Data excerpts

________________

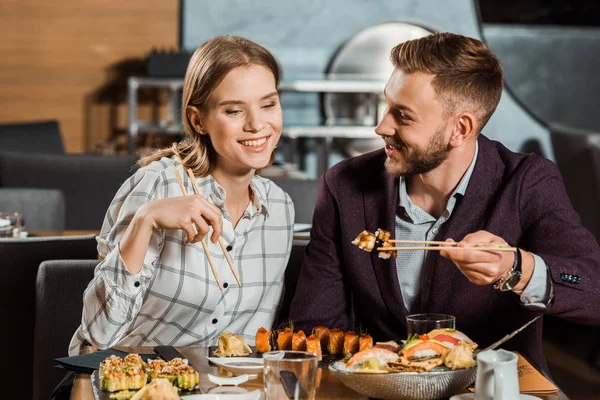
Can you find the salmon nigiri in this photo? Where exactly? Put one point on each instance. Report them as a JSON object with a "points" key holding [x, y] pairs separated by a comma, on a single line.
{"points": [[423, 347], [299, 341], [350, 343], [336, 341], [365, 341], [263, 340], [313, 345], [284, 339], [322, 333]]}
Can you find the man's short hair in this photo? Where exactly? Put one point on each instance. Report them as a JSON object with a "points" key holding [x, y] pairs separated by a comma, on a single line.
{"points": [[467, 75]]}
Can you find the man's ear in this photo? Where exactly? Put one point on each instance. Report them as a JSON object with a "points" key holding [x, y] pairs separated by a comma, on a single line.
{"points": [[195, 117], [465, 126]]}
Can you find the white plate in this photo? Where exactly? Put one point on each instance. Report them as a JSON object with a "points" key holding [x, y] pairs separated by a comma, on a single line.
{"points": [[255, 395], [471, 396], [239, 365]]}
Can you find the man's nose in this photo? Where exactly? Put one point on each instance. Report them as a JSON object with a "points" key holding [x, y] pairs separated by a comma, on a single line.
{"points": [[385, 126]]}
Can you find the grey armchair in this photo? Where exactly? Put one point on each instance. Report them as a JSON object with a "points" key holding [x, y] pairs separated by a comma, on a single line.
{"points": [[32, 137], [19, 262], [59, 303], [88, 182], [42, 209]]}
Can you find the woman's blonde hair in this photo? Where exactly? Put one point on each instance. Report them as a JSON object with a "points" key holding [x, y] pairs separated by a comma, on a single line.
{"points": [[208, 66]]}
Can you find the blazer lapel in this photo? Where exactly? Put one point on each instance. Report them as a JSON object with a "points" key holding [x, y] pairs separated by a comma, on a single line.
{"points": [[380, 201], [467, 216]]}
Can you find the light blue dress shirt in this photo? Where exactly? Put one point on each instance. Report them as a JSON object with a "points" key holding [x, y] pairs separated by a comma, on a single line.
{"points": [[415, 268]]}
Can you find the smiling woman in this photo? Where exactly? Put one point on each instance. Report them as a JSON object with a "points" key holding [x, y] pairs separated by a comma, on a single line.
{"points": [[156, 284]]}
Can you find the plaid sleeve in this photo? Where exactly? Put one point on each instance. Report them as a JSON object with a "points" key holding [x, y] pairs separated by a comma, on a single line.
{"points": [[114, 297]]}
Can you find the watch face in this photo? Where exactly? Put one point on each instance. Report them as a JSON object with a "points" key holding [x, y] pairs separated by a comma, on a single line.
{"points": [[511, 281]]}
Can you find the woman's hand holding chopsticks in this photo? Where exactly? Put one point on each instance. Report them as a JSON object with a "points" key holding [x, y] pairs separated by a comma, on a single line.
{"points": [[186, 213], [193, 214]]}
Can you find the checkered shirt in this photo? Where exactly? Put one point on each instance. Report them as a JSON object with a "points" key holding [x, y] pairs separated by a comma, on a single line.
{"points": [[174, 300]]}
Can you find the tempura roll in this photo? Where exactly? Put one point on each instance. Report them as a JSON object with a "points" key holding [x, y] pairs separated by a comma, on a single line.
{"points": [[263, 340], [313, 345], [365, 341], [284, 339], [350, 343], [322, 333], [336, 341], [299, 341]]}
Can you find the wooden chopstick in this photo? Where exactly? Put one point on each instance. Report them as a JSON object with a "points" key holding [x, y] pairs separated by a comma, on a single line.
{"points": [[204, 247], [482, 248], [220, 240]]}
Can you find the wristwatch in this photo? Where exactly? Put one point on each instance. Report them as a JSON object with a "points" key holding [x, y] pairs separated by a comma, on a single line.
{"points": [[508, 282]]}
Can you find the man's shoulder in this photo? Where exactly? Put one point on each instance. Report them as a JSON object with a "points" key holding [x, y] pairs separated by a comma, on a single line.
{"points": [[512, 162]]}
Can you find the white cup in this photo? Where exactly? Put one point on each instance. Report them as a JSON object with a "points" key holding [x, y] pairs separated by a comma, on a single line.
{"points": [[497, 376]]}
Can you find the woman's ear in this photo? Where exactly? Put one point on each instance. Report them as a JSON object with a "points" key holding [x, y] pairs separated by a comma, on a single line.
{"points": [[195, 117]]}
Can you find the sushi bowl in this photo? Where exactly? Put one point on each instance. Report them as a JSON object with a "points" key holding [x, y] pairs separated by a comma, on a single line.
{"points": [[438, 383]]}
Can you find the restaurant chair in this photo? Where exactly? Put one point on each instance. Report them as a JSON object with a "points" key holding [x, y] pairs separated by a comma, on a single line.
{"points": [[574, 151], [88, 182], [19, 263], [59, 303], [32, 137], [42, 209], [303, 194]]}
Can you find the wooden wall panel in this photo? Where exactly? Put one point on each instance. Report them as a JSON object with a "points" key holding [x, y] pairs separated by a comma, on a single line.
{"points": [[69, 60]]}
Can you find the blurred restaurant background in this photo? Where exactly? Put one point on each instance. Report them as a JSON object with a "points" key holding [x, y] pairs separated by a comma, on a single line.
{"points": [[88, 86]]}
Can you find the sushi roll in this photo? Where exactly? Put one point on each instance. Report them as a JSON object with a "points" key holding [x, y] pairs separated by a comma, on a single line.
{"points": [[322, 333], [313, 345], [365, 341], [373, 360], [284, 339], [336, 341], [299, 341], [263, 340], [423, 347], [350, 343]]}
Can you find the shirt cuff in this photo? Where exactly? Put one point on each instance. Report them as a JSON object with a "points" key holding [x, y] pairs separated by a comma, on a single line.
{"points": [[539, 291]]}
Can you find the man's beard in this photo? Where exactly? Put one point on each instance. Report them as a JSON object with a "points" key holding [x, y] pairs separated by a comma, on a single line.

________________

◆ Your goal ◆
In the copy, include every line of the records exactly and none of the images.

◆ Result ◆
Can you find the salmon nigiri in this photo? Where exactly? Put one point on each instance. Report them as a JSON object with a "points" key holding [x, y] pairs separated by a comma, on a single line.
{"points": [[423, 347], [299, 341], [350, 343], [336, 341], [365, 341], [263, 340], [313, 345], [284, 339], [322, 333]]}
Can you find the man's short hair in this photo? Where exactly? Put one point on each instance. Report them as a JSON object with a "points" key holding [x, y] pairs separated by a comma, on a single line.
{"points": [[467, 75]]}
Can you find the man's ear in this photo? Where exactly? Put one point on each instance. Report them as a JSON object with a "points" key holding [x, y] pairs separated by a comma, on a single line.
{"points": [[195, 117], [465, 126]]}
Can you find the white plate in this photo? Where exactly? Put one point on each instance. Report them as a JSON object with a "points" key holding [x, y] pairs separated by a comma, on a single line.
{"points": [[255, 395], [471, 396], [239, 365]]}
Can you find the man's nose in this photo? Where exactly? Put one point on each instance. Report them as a JSON object with a "points" key holding [x, y] pairs separated by a comma, on a single line.
{"points": [[385, 126]]}
Can you find the grey armchair in this photo? Where exactly? Put one point on each instance. Report them as a JSON object with a "points" key holding [x, y] pairs separated by a comma, on a single line.
{"points": [[32, 137], [19, 262], [59, 303], [88, 182], [42, 209]]}
Can you find the woman's blonde hair in this photo? Where exactly? Put one point on each instance. Report them as a JSON object with a "points" key holding [x, y] pairs separated by a comma, on a single line.
{"points": [[208, 66]]}
Can you find the blazer lapel in this photo? Where exactly? Put one point on each instance. Report them as a JSON object with a "points" key holding [x, y] pairs separated by a comma, on a single line.
{"points": [[380, 201], [467, 216]]}
Can you find the light blue dress shirt in this photo? Where exactly? Put one point on each instance. Report them as a JSON object with a "points" key holding [x, y] pairs separated by a comma, on a single line.
{"points": [[415, 268]]}
Can you find the smiling woman in this photo? Where exactly? Put one point on each instance. Report them as a JSON object with a "points" key holding [x, y] pairs separated by a comma, on a single line.
{"points": [[156, 284]]}
Can you find the plaid sleeve in this photo? Where exactly? Put one point on each instance. Report them as a JSON object with a "points" key holding [x, y] pairs separated by a comma, on a single line.
{"points": [[114, 297]]}
Can you find the watch face in this photo? Where exactly? Put one point on each instance. Report them as a JSON object with a "points" key holding [x, y] pairs separated by a comma, on a single line.
{"points": [[511, 281]]}
Can you find the woman's hand holding chopsticks in this photo? Where exactly? Put one point on each instance. Report them as a JSON object with a "points" key holding [x, y] pairs separated by a comma, on a single line.
{"points": [[186, 213], [193, 214]]}
Can you find the checkered shirt in this photo? Where exactly? Put one point on each instance. Report them as a JSON object with a "points" key holding [x, y] pairs separated by a comma, on a single line.
{"points": [[174, 300]]}
Can you find the tempura roll in this photo? Where exactly? Put one point on each instance. Report them as a JSON object with a "points" key holding [x, y] pairs separated by a comma, on a single line.
{"points": [[263, 340], [313, 345], [365, 341], [284, 339], [350, 343], [322, 333], [336, 341], [299, 341]]}
Can you find the wooden chopstick in this photo? Where exactly? Put one point on each instance. Report them as a JSON object with a "points" key holding [x, y] pairs separated by a comma, on a single line.
{"points": [[204, 247], [482, 248], [220, 240]]}
Can you find the wristwatch in this photo? Where exactly? Put one point on each instance. Report them as a JSON object with a "points" key holding [x, y] pairs separated by a comma, on a single line.
{"points": [[508, 282]]}
Can you find the man's shoulder in this photo? Where exactly? Put one point on each instance. Report them as a JSON object with a "points" key holding [x, y] pairs separated by a comma, on a single line.
{"points": [[512, 162]]}
Can you find the white cup in this photo? Where exactly? Put one point on each instance. Report them as a JSON object with a "points" key holding [x, y] pairs separated by a comma, on a single line.
{"points": [[497, 376]]}
Can you find the woman's ear in this photo? Where exactly? Put one point on each instance. Report them as a JSON object with a "points" key holding [x, y] pairs separated by a comma, on a single line.
{"points": [[195, 117]]}
Can you find the sushi bowl in this photo? Where exactly? Put one point on each instance. Report them as a JSON object with a "points" key holding [x, y] pairs separated by a comma, on a single line.
{"points": [[438, 383]]}
Can you find the restaurant chair in this photo? Where exactly? Put one point on each instance. Report them as a JSON object with a "points" key holding [x, y] pairs separated by a comma, on a single line.
{"points": [[574, 151], [88, 182], [19, 263], [59, 303], [32, 137], [42, 209], [303, 194]]}
Can you find the wooden wall panel in this photo? Where exactly? Put one point on each instance. Report them as a JSON object with a "points" key holding [x, y] pairs separated by a comma, on a single line.
{"points": [[69, 60]]}
Can you find the blurred restaurant background in this photo? Where exactly? Put one point on each instance. Report them as a JSON object with a "points" key holding [x, y] pairs separated by a comma, on a single line.
{"points": [[88, 86]]}
Can you find the sushi roll in this photo? Where exactly? Put one point on each instance. Report them as a JSON object with a "points" key holding [x, y] pairs separated by a comma, on a single line.
{"points": [[322, 333], [313, 345], [365, 341], [373, 360], [284, 339], [336, 341], [299, 341], [263, 340], [423, 347], [350, 343]]}
Can you find the shirt cuff in this photo? Where exactly? Put one point on each instance. Report them as a JSON object with a "points" key holding [x, y] pairs separated by a comma, on a single line.
{"points": [[539, 291]]}
Can you find the man's beard in this photo? Where exactly? Put one point on each instance. Report them as a JSON object with a "points" key holding [x, y] pairs separated by a comma, on a single line.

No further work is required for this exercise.